[PROVIDED DATA]
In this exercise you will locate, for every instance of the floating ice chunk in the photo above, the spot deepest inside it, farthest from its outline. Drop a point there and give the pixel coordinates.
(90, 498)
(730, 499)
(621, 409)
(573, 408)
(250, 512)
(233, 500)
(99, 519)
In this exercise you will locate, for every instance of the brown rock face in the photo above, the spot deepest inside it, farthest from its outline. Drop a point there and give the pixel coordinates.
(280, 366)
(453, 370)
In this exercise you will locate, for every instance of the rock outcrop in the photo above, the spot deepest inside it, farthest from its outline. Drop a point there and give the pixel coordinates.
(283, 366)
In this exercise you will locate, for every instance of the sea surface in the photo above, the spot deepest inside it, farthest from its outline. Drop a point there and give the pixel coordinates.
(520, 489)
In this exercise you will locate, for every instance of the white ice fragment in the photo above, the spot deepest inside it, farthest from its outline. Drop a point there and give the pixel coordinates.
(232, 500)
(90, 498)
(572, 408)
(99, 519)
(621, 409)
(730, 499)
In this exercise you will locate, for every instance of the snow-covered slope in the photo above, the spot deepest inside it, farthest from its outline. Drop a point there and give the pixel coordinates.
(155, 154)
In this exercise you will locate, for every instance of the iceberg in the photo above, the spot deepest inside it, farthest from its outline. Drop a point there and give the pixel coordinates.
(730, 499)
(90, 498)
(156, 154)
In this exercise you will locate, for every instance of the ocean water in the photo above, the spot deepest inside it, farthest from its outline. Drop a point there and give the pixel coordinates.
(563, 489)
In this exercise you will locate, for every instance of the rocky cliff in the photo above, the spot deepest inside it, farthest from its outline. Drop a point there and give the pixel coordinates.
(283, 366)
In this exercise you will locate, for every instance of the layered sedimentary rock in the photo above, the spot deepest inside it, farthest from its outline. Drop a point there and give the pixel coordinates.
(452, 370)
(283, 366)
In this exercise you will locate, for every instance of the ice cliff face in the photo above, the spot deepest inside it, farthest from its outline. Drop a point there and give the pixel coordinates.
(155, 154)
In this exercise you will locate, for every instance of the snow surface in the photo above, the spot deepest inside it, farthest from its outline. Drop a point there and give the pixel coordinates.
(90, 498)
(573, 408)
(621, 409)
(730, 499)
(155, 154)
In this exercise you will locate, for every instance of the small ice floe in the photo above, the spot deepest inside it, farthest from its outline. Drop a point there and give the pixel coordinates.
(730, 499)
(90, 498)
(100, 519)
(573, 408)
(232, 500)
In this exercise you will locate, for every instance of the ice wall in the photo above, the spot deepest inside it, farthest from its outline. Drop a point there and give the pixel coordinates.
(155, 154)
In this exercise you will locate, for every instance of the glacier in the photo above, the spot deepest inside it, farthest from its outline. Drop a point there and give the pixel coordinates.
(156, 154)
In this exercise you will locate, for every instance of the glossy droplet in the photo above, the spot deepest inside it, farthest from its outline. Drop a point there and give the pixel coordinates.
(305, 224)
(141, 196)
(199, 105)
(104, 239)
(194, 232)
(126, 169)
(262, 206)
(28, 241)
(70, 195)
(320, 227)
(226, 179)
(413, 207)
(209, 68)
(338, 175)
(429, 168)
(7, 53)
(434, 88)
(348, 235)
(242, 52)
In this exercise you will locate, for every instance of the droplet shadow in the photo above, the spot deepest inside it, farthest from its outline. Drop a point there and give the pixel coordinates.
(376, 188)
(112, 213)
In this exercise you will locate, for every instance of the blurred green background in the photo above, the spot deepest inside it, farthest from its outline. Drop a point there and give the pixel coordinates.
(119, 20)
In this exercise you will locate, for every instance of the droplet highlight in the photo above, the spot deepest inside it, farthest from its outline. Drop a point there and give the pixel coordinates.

[YOUR OBJECTIVE] The entries above must each be repeated exactly.

[WRITTEN RESPONSE]
In this exercise you will locate, for every instance of the floating ice chunk in the photo above, the spot deepest inside it, farthest from its outline. Drop a point there and give the pixel coordinates.
(90, 498)
(730, 499)
(621, 409)
(573, 408)
(250, 512)
(233, 500)
(99, 519)
In this exercise you will locate, for every instance of the brown rock face in the photo above, the spot deepest inside it, farthest from its outline. Drop a point there and give the pixel coordinates.
(280, 366)
(453, 370)
In this exercise you will locate, for every instance of the rock outcrop in the photo above, the spot deepest inside it, farthest from its outline. Drop a point there and give the pixel coordinates.
(283, 366)
In this exercise you will locate, for every instance of the sea surface in the photo above, the spot deepest inside it, farthest from its outline. Drop a point there and give the pixel coordinates.
(520, 489)
In this exercise you will locate, for every instance of the white ice fragment in the photo above, the spot deepest inside it, farthest from its outline. Drop a point there and give the pixel coordinates.
(232, 500)
(90, 498)
(572, 408)
(99, 519)
(621, 409)
(730, 499)
In this exercise you will locate, for every instance of the snow-covered slope in the photo above, the spot deepest inside it, farthest from its outline. Drop a point there and give the pixel coordinates.
(155, 154)
In this exercise you will locate, for every instance of the iceberg in the photo above, the spot deepest inside it, farthest from its outline. Drop a point there and give the pixel coordinates.
(730, 499)
(90, 498)
(156, 154)
In this exercise you will locate, for every instance of the ocean water in the photo above, the spot deepest inside it, farthest from its outline. Drop a point there and give the pixel coordinates.
(563, 489)
In this exercise you will locate, for every instance of the rocky cliff in the photo above, the spot deepest inside it, farthest from its outline. Drop a point there and give the pixel coordinates.
(283, 366)
In this exercise you will locate, for every instance of the layered sedimentary rock in the photo above, the spot deepest inside it, farthest from its outline. Drop a point there and give the pixel coordinates.
(452, 370)
(283, 366)
In this exercise you will locate, for every instance of the ice cliff face in the photo above, the spot deepest inside it, farthest from its outline. Drop a point there and give the pixel coordinates.
(155, 154)
In this exercise you will locate, for every instance of the snow surface in the photo above, the spot deepest inside it, farthest from its outline. Drop a point there and give the pixel coordinates.
(90, 498)
(573, 408)
(621, 409)
(730, 499)
(155, 154)
In this exercise you will locate, for every instance of the small ice floe in the photo above, the spot deepest inside it, farthest from its outline. Drop a point there and give the pixel coordinates.
(730, 499)
(90, 498)
(100, 519)
(573, 408)
(232, 500)
In this exercise you will locate, for every instance of the ice wall in the photo above, the spot deepest inside it, farthest from its outline. Drop a point there and give the pixel coordinates.
(155, 154)
In this exercise you will locate, for every instance of the glacier in the photo above, the spot deepest inside it, farthest from its outline. Drop a point there and give the pixel coordinates.
(156, 154)
In this exercise you will locate, for every instance of the glossy droplet in the photo above, the spot deepest inside it, farthest from its outline. Drop a point there and give the pixel coordinates.
(305, 224)
(141, 196)
(199, 105)
(104, 239)
(194, 232)
(126, 169)
(262, 206)
(28, 241)
(70, 195)
(320, 227)
(226, 179)
(413, 207)
(209, 68)
(338, 175)
(429, 168)
(7, 53)
(434, 88)
(348, 235)
(242, 52)
In this exercise you will locate, for every instance of the droplet shadow in the photo above, the spot deepest inside it, farthest from its outline. Drop a point there and give the pixel coordinates.
(376, 188)
(112, 213)
In this exercise you will locate, for every instance of the blurred green background in the photo above, the spot deepest inside it, farthest from its outline. Drop a point there and give the pixel coordinates.
(119, 20)
In this exercise you will locate, for every instance of the droplet highlight in the photo above, the spot deepest inside it, farthest from its outline. Drop a point there and give the pixel coordinates.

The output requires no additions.